### [AIM OF THE TASK]
Filter the listing below down to the lines that contain the string "wire", and copy each of those lines unchanged.

### [Listing from a data source]
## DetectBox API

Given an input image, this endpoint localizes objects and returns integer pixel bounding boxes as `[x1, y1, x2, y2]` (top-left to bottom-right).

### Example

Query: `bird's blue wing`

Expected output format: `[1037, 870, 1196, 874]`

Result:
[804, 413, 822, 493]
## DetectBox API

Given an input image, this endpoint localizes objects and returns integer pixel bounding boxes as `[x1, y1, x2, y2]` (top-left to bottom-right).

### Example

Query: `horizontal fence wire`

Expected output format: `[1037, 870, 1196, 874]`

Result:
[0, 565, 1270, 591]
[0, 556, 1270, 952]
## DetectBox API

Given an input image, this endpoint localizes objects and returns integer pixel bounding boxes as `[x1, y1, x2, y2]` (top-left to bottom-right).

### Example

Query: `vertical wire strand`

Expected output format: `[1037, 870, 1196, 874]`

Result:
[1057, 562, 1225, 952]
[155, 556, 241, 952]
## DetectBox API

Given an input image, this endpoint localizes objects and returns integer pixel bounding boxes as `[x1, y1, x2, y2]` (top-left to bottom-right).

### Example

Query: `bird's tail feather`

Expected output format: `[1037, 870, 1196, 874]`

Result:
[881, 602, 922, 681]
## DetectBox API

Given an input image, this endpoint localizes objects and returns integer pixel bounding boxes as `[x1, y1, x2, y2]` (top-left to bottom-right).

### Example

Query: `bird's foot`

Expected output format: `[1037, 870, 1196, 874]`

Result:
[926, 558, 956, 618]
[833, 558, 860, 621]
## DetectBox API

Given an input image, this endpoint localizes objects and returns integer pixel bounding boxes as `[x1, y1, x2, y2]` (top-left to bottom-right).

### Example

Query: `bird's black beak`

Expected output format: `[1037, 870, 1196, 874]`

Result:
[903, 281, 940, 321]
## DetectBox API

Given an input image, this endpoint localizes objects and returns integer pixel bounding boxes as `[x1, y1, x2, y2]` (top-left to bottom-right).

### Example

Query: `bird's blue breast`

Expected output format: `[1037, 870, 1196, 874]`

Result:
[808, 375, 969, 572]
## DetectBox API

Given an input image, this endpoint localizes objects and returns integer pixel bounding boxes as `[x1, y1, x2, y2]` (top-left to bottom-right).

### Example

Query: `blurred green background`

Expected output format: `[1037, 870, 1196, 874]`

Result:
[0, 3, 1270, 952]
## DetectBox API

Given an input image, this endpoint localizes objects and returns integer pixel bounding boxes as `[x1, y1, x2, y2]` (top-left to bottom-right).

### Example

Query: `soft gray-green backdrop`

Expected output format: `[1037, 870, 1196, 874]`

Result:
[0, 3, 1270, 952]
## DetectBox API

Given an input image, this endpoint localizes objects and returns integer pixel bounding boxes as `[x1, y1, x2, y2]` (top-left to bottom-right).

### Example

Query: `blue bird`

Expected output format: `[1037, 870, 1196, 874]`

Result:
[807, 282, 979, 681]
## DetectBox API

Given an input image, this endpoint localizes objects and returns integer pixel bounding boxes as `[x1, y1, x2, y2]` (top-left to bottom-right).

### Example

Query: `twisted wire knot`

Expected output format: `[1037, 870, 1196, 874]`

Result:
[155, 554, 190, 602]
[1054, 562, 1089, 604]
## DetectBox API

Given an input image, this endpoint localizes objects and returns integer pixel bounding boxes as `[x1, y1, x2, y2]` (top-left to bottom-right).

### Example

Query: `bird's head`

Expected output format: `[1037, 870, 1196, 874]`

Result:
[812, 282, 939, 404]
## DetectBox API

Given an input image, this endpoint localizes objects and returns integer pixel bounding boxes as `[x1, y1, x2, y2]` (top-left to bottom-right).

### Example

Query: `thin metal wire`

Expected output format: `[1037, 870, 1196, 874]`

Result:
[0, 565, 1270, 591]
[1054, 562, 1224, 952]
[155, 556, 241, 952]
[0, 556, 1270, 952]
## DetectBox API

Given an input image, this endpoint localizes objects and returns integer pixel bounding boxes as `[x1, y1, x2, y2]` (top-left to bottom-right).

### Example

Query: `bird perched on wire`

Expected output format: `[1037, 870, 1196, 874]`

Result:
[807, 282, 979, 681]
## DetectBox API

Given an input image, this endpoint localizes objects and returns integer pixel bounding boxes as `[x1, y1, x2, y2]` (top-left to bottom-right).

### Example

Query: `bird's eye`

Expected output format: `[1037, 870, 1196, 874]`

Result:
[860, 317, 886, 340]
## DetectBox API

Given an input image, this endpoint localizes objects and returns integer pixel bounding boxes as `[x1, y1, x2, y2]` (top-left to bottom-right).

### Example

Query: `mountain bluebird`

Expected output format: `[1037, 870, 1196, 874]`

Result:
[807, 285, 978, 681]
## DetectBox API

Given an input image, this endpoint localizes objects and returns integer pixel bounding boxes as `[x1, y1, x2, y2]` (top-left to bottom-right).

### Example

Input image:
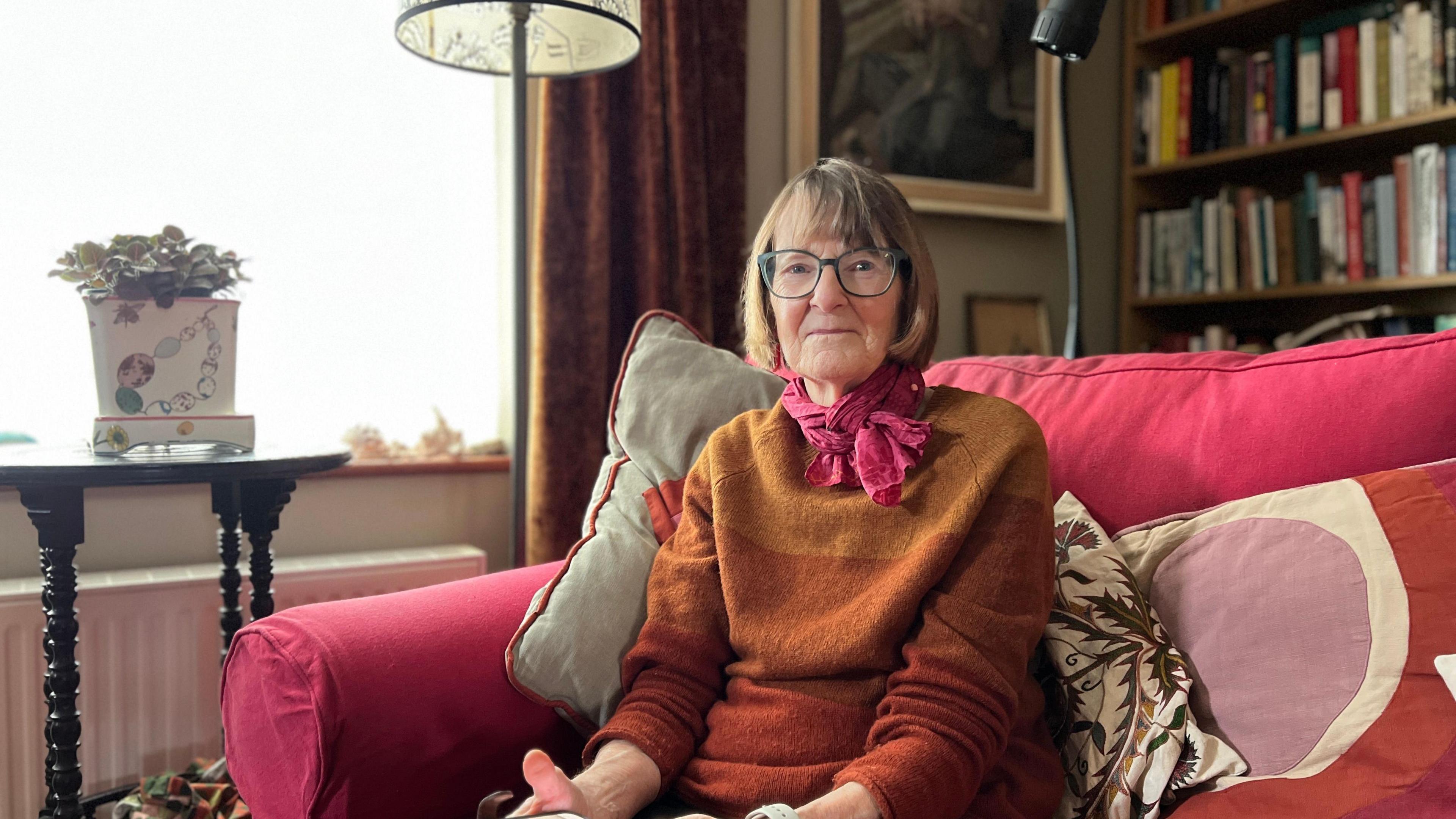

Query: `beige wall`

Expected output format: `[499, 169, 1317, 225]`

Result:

### [CORRECT ANSWER]
Query: `horizontal fence wire`
Query: `vertical wire strand`
Query: `twisted wire knot`
Query: `thin metal wire`
Query: `bird perched on wire`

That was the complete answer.